— What you are asked to do —
Reproduce the data that follows, substituting "leaf" for every occurrence of "green leaf" and leaving everything else unchanged. Omit the pictures from your answer.

— Given data —
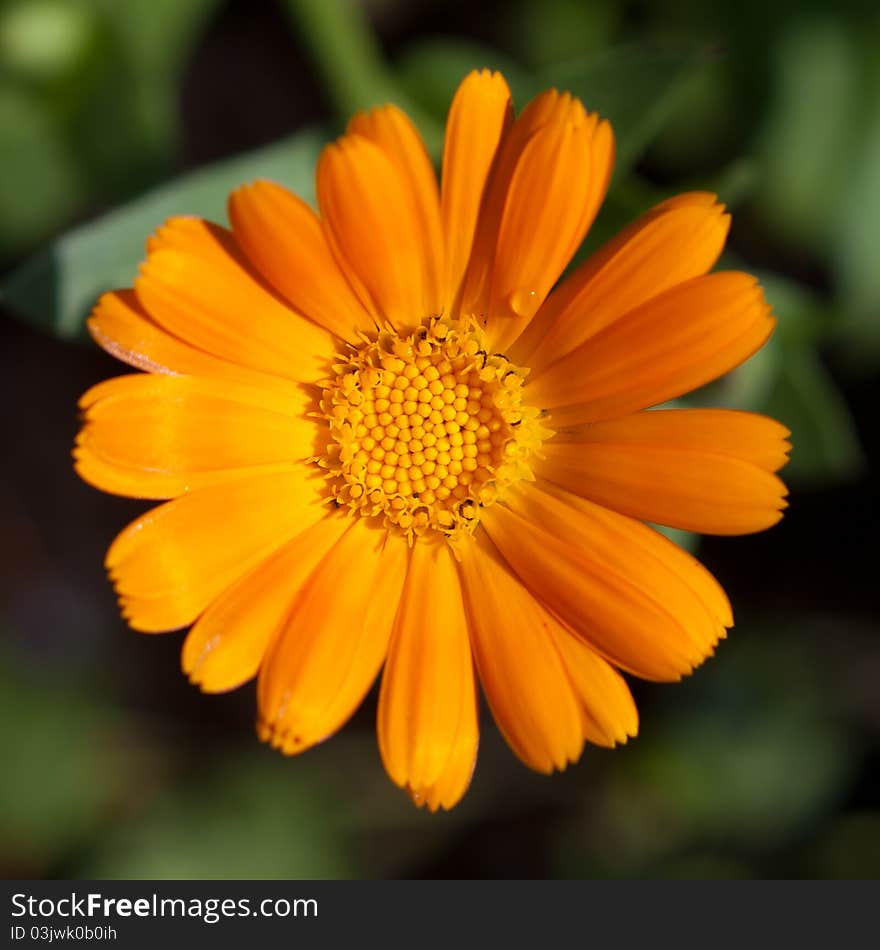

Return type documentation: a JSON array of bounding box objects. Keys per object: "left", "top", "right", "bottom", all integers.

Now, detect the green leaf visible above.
[
  {"left": 755, "top": 15, "right": 860, "bottom": 251},
  {"left": 83, "top": 750, "right": 357, "bottom": 880},
  {"left": 831, "top": 31, "right": 880, "bottom": 356},
  {"left": 536, "top": 45, "right": 720, "bottom": 179},
  {"left": 0, "top": 130, "right": 324, "bottom": 338},
  {"left": 0, "top": 84, "right": 79, "bottom": 255},
  {"left": 0, "top": 651, "right": 130, "bottom": 870}
]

— Full response —
Return type documentation: a JSON array of bounding box objects. Keys per object: "left", "top", "right", "bottom", all integers.

Now, detect the leaf visible above.
[
  {"left": 755, "top": 15, "right": 860, "bottom": 251},
  {"left": 83, "top": 750, "right": 357, "bottom": 880},
  {"left": 831, "top": 31, "right": 880, "bottom": 356},
  {"left": 536, "top": 45, "right": 720, "bottom": 179},
  {"left": 0, "top": 130, "right": 324, "bottom": 338},
  {"left": 0, "top": 84, "right": 79, "bottom": 255},
  {"left": 0, "top": 651, "right": 130, "bottom": 870}
]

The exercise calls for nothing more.